#### What you will do
Reproduce everything in the material below from the line containing "storefront window as a single point per instance." down to the end, substituting "overlap review" for "crossing-conflict check" and leaving all else unchanged.

#### Input records
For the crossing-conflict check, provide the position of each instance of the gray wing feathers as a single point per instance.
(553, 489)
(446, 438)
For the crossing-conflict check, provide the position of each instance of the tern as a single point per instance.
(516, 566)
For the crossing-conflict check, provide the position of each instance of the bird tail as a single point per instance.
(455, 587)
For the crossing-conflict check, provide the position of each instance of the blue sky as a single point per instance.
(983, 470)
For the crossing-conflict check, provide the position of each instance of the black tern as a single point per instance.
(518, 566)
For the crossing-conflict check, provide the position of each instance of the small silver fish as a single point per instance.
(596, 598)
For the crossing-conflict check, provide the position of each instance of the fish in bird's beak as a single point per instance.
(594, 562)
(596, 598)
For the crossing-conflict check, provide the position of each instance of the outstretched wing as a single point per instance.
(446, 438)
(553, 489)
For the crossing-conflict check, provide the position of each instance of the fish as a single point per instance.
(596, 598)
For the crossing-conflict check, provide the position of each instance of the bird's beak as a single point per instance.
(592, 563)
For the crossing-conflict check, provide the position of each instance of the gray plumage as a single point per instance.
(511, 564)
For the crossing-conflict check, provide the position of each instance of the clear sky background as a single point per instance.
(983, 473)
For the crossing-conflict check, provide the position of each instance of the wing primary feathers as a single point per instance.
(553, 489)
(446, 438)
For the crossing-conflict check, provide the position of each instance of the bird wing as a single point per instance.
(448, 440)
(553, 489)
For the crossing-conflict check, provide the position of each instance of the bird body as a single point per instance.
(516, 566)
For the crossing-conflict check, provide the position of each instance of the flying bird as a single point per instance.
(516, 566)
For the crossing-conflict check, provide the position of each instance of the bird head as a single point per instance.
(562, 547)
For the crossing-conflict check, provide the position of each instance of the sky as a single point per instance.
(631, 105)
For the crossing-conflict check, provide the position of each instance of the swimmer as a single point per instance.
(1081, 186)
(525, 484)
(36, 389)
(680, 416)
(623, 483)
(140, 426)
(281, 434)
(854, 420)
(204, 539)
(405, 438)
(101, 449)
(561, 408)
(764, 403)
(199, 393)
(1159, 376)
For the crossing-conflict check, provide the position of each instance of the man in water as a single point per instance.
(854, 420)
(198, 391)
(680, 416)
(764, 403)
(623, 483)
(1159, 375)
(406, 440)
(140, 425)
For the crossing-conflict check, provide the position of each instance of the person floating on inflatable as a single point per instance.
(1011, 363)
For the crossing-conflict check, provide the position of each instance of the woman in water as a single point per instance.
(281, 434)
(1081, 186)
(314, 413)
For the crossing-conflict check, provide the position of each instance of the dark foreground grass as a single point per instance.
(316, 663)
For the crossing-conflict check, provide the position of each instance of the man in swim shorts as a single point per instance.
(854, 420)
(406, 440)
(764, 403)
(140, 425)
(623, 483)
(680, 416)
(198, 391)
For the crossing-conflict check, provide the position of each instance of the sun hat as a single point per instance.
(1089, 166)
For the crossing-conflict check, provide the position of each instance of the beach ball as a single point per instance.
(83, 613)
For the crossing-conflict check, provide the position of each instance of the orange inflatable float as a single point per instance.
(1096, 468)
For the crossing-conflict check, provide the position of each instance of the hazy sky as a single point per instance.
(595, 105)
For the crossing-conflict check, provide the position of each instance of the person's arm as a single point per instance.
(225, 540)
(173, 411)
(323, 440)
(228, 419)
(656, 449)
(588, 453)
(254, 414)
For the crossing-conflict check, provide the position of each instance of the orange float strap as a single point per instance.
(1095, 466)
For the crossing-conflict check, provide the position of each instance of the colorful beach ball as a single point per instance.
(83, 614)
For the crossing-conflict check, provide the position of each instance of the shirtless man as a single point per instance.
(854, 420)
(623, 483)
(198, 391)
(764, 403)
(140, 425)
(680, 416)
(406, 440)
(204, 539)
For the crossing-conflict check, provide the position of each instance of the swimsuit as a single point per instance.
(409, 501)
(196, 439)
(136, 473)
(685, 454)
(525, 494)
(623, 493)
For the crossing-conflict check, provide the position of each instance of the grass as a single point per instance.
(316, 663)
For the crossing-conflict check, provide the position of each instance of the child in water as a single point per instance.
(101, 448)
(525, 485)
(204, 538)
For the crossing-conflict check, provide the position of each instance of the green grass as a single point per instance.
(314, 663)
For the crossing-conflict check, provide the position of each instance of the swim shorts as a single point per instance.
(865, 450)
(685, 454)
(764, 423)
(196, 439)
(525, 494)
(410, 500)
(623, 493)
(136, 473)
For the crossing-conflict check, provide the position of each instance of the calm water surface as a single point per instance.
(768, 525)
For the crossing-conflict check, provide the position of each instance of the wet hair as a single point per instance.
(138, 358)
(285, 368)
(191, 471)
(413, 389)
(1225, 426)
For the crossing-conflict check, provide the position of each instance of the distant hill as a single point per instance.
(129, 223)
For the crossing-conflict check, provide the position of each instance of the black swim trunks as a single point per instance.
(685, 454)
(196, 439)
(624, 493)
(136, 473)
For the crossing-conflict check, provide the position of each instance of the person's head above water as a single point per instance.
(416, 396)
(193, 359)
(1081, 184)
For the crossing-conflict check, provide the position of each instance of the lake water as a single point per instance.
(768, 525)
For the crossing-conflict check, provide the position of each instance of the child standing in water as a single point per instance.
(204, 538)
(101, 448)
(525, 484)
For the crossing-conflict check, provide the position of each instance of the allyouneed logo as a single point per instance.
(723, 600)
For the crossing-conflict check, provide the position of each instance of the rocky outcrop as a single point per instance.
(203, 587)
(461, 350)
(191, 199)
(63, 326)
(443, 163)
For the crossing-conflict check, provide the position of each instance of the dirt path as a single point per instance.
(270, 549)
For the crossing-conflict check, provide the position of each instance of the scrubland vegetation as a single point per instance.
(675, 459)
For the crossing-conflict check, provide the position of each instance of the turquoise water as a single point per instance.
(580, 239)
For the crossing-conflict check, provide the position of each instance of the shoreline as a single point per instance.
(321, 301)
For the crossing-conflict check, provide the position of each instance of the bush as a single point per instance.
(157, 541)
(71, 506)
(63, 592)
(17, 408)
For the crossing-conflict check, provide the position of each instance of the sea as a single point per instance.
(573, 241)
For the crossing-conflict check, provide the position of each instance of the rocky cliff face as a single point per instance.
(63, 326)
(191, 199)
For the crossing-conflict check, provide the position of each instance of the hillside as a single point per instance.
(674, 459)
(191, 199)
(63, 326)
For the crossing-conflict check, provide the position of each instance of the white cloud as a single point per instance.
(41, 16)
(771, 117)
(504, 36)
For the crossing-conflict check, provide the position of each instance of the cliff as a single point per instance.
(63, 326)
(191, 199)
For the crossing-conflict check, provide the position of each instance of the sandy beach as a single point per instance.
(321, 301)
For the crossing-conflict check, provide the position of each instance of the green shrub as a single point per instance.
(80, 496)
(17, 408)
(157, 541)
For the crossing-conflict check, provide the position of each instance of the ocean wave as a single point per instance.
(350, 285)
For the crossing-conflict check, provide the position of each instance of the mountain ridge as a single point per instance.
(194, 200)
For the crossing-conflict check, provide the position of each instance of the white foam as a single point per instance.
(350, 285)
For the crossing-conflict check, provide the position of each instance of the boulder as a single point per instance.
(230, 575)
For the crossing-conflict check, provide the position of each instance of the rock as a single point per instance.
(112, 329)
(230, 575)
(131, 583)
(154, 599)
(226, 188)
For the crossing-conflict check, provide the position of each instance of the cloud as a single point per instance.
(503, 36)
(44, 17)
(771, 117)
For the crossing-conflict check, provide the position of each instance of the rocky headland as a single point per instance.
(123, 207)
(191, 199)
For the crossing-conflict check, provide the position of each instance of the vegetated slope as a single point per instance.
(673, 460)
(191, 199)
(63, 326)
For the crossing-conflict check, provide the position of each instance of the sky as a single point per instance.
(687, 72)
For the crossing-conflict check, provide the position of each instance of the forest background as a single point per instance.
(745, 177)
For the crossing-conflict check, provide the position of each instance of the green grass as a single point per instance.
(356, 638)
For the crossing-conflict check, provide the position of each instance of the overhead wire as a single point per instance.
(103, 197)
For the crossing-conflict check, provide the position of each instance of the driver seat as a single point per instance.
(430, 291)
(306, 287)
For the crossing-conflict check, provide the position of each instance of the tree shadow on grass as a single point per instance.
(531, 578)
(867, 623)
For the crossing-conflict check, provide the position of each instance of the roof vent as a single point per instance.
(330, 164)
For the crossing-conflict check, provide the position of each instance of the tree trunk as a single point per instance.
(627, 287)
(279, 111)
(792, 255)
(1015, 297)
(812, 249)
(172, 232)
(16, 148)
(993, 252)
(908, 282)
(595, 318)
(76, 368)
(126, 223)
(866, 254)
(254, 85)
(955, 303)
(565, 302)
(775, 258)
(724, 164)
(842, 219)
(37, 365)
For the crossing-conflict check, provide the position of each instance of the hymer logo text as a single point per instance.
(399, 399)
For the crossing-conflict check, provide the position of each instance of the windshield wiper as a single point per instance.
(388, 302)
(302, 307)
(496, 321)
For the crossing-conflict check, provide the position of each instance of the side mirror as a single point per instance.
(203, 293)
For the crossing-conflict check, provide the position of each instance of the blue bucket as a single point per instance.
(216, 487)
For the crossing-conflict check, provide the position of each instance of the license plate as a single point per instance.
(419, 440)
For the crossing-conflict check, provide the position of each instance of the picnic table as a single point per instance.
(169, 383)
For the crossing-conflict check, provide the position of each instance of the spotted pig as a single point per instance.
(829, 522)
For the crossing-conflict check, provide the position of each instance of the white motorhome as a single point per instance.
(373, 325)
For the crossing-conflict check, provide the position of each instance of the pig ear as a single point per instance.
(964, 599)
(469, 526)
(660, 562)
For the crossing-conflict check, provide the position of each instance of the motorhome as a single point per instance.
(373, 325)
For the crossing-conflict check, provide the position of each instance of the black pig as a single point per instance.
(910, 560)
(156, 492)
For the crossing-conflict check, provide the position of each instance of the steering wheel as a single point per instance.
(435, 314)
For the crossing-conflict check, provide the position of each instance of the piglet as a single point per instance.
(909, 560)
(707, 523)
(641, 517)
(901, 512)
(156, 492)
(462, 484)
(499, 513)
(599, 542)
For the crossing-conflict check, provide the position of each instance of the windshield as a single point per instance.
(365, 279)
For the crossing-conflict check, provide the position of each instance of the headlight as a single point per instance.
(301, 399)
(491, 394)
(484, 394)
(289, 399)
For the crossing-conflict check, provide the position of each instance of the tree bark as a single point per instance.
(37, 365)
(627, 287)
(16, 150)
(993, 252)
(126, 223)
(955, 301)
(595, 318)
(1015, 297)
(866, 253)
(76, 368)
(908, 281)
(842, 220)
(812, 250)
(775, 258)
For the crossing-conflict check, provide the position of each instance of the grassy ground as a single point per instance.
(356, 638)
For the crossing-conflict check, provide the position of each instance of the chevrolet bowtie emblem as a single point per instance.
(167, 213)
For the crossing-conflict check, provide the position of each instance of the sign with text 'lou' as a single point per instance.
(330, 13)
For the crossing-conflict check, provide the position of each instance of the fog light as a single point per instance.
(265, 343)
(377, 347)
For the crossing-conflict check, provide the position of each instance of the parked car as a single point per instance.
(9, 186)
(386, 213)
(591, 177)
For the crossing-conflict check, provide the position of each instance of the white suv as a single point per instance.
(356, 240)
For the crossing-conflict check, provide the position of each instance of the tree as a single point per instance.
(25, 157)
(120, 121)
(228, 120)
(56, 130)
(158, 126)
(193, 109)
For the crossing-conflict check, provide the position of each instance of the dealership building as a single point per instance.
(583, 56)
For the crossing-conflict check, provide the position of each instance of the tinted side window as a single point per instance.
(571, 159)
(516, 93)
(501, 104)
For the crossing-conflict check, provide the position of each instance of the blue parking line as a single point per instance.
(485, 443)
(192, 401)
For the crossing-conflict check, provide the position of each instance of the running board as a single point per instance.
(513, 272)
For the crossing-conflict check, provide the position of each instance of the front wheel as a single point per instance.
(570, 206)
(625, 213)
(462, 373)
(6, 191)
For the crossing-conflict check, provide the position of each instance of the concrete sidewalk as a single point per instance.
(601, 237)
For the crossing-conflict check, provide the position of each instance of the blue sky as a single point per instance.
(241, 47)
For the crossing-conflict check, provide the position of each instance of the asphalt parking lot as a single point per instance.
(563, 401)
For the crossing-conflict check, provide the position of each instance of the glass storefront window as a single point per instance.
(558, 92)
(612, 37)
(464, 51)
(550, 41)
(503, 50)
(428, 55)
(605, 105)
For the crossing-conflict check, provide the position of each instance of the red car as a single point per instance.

#### Task output
For the overlap review, provide the position of each instance of the glass storefront window as a single point per instance.
(558, 92)
(612, 37)
(464, 51)
(550, 41)
(503, 50)
(428, 55)
(605, 105)
For the overlap review, provide the position of each instance of the red car as a single point per instance.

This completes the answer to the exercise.